**WHAT THIS TASK INVOLVES**
Output exactly, please, the lines of the records below from the one containing "If you could segment every instance of the light" through the final line.

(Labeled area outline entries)
*****

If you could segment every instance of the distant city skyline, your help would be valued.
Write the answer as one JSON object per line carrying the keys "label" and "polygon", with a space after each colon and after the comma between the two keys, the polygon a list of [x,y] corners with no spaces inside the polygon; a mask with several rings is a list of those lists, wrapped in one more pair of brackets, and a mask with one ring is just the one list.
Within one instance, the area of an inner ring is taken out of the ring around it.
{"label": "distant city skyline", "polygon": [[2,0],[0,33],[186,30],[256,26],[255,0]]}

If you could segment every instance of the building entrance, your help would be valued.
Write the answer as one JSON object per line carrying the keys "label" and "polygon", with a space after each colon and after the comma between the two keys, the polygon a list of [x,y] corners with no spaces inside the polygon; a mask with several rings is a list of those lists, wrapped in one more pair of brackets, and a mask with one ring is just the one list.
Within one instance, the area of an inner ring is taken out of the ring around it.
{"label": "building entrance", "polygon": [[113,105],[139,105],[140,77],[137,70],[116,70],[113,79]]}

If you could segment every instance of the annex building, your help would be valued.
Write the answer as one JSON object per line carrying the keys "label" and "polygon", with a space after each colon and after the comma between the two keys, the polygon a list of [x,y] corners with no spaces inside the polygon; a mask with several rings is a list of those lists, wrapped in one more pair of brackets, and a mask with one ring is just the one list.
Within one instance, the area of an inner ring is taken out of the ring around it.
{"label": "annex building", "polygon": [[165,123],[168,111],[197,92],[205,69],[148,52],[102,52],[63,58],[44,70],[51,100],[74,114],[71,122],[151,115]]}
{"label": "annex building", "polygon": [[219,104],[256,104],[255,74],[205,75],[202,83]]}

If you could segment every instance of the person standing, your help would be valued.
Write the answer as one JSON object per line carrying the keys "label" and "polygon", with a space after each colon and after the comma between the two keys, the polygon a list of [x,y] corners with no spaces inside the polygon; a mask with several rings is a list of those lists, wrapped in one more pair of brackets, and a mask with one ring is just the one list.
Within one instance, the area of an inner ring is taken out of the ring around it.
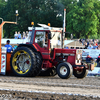
{"label": "person standing", "polygon": [[25,32],[23,32],[23,39],[26,39],[26,34],[25,34]]}
{"label": "person standing", "polygon": [[6,41],[5,47],[7,47],[7,52],[11,52],[13,50],[12,46],[10,45],[10,40]]}
{"label": "person standing", "polygon": [[87,54],[86,63],[91,63],[92,60],[93,60],[93,58],[90,57],[89,54]]}
{"label": "person standing", "polygon": [[99,54],[99,56],[97,58],[97,63],[98,63],[98,66],[100,67],[100,54]]}
{"label": "person standing", "polygon": [[14,37],[15,37],[15,39],[17,39],[17,38],[18,38],[17,31],[15,31]]}

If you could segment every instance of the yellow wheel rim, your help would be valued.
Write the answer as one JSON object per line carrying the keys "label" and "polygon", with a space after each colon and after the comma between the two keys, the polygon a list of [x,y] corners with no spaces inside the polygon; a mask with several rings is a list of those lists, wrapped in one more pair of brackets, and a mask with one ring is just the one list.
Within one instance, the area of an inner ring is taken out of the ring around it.
{"label": "yellow wheel rim", "polygon": [[12,66],[18,74],[27,73],[31,67],[30,55],[24,50],[17,51],[13,56]]}

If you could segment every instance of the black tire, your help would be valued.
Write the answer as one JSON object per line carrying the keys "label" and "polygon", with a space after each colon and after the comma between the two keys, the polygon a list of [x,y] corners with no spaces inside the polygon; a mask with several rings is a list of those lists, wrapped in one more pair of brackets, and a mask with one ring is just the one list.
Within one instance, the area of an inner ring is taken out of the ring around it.
{"label": "black tire", "polygon": [[36,59],[32,50],[27,47],[19,47],[11,55],[10,65],[17,76],[36,76]]}
{"label": "black tire", "polygon": [[88,74],[88,70],[86,70],[85,67],[81,70],[74,69],[73,71],[73,75],[77,78],[84,78],[87,76],[87,74]]}
{"label": "black tire", "polygon": [[55,67],[42,70],[41,73],[39,74],[39,76],[55,76],[55,75],[57,75]]}
{"label": "black tire", "polygon": [[58,73],[58,76],[62,79],[70,78],[73,73],[72,65],[68,62],[60,63],[57,66],[57,73]]}

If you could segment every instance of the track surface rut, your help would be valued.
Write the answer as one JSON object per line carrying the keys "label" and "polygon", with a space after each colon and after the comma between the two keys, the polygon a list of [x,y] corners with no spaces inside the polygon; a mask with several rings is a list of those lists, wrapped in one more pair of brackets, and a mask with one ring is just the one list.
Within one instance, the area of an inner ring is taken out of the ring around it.
{"label": "track surface rut", "polygon": [[[16,77],[0,76],[0,89],[9,91],[24,91],[35,93],[67,94],[93,97],[100,99],[100,77],[86,77],[69,79],[55,77]],[[92,100],[89,99],[89,100]],[[77,99],[78,100],[78,99]]]}

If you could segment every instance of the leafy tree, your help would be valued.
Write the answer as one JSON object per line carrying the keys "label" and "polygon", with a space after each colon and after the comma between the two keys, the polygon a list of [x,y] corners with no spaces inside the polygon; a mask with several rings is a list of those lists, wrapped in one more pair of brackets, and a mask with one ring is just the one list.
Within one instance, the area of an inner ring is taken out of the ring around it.
{"label": "leafy tree", "polygon": [[89,38],[92,34],[97,34],[99,19],[95,12],[95,0],[79,0],[73,3],[73,9],[67,14],[67,29],[80,38]]}
{"label": "leafy tree", "polygon": [[13,37],[14,31],[26,31],[31,22],[37,23],[51,23],[51,26],[62,26],[62,17],[57,17],[59,12],[57,0],[9,0],[7,5],[3,8],[4,19],[8,21],[15,21],[15,10],[18,10],[18,24],[5,25],[5,36]]}

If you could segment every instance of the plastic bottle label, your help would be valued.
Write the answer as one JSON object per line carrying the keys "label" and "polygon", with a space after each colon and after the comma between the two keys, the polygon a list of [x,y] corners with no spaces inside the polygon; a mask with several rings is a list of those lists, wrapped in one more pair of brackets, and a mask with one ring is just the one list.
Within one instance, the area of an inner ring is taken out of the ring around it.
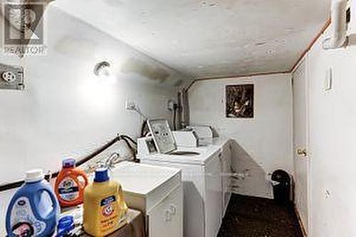
{"label": "plastic bottle label", "polygon": [[117,226],[118,207],[118,203],[115,196],[110,196],[101,200],[100,221],[102,231],[107,231]]}
{"label": "plastic bottle label", "polygon": [[64,201],[75,200],[79,197],[79,186],[73,179],[66,177],[59,183],[58,194]]}
{"label": "plastic bottle label", "polygon": [[10,225],[11,232],[16,236],[41,236],[46,227],[45,222],[35,217],[28,199],[24,196],[15,201],[11,210]]}

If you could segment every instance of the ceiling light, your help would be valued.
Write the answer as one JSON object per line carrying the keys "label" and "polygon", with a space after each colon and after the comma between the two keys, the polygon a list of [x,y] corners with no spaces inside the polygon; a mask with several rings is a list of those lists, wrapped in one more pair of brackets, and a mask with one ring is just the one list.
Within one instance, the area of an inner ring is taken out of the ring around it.
{"label": "ceiling light", "polygon": [[97,63],[94,67],[94,74],[100,78],[110,76],[112,74],[110,64],[107,61]]}

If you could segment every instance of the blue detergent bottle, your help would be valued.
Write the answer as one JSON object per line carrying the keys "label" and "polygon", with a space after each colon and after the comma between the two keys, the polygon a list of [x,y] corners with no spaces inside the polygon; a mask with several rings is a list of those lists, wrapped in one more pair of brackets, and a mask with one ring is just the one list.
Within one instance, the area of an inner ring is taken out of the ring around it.
{"label": "blue detergent bottle", "polygon": [[51,236],[59,215],[59,204],[41,169],[26,174],[25,184],[16,193],[6,212],[9,237]]}

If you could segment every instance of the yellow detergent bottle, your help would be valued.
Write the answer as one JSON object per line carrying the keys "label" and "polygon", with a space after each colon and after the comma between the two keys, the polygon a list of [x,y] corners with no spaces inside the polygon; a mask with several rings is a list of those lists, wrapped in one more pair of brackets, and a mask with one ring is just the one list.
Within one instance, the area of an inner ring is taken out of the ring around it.
{"label": "yellow detergent bottle", "polygon": [[105,236],[126,224],[127,206],[121,186],[110,180],[108,169],[95,171],[94,182],[84,191],[84,231]]}

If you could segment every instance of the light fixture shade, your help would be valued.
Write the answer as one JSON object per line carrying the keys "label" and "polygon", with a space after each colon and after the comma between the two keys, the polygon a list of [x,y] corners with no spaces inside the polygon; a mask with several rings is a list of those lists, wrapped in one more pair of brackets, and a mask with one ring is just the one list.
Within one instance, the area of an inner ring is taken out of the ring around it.
{"label": "light fixture shade", "polygon": [[102,61],[98,63],[94,67],[94,74],[97,76],[100,76],[101,75],[109,75],[109,68],[110,64],[107,61]]}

*****

**TASK SOLUTION**
If you could segment every instance of the light fixture shade, your help would be valued.
Write the answer as one JSON object per line carrying the keys "label" and "polygon", with a space after each colon and after the comma between the two keys, the polygon a list of [x,y] corners with no spaces inside the polygon; a mask with several rings is a list of those lists, wrapped in one more pair of brackets, and a mask with one ring is just the one list.
Within one instance, the area of an inner ring is taken out of the ring around it.
{"label": "light fixture shade", "polygon": [[102,61],[98,63],[94,67],[94,74],[97,76],[100,76],[101,75],[109,75],[109,68],[110,64],[107,61]]}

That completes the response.